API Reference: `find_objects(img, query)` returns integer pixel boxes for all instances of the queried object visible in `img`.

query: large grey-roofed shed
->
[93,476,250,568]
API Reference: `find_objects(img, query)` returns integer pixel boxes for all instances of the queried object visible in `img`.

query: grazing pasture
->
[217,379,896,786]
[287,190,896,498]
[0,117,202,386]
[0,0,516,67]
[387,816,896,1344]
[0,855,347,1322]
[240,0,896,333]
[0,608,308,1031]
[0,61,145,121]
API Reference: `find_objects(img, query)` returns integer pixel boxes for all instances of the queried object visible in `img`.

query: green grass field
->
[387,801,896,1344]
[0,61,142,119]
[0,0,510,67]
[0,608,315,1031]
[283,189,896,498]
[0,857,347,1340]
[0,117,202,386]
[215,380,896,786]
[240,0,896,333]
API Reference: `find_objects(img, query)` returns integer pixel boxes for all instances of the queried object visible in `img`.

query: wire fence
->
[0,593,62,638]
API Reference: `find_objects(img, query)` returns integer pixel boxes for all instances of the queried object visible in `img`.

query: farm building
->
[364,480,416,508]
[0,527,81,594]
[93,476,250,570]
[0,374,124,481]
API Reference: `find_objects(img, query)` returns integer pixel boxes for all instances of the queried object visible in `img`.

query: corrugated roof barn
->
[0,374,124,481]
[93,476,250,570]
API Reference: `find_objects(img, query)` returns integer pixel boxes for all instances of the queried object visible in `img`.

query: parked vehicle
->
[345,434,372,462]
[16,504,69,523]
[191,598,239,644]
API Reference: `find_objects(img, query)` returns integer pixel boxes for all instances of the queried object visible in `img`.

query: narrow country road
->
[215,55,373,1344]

- Directive -
Rewrite the records from their start through the line containing "[93,476,250,568]", putting "hut" in place of "shed" and changing nothing else.

- Task response -
API Reference: `find_objects(img, query)` returns integer pixel boxes for all instances of the queried object visible in `img`.

query: large grey-roofed hut
->
[93,476,250,568]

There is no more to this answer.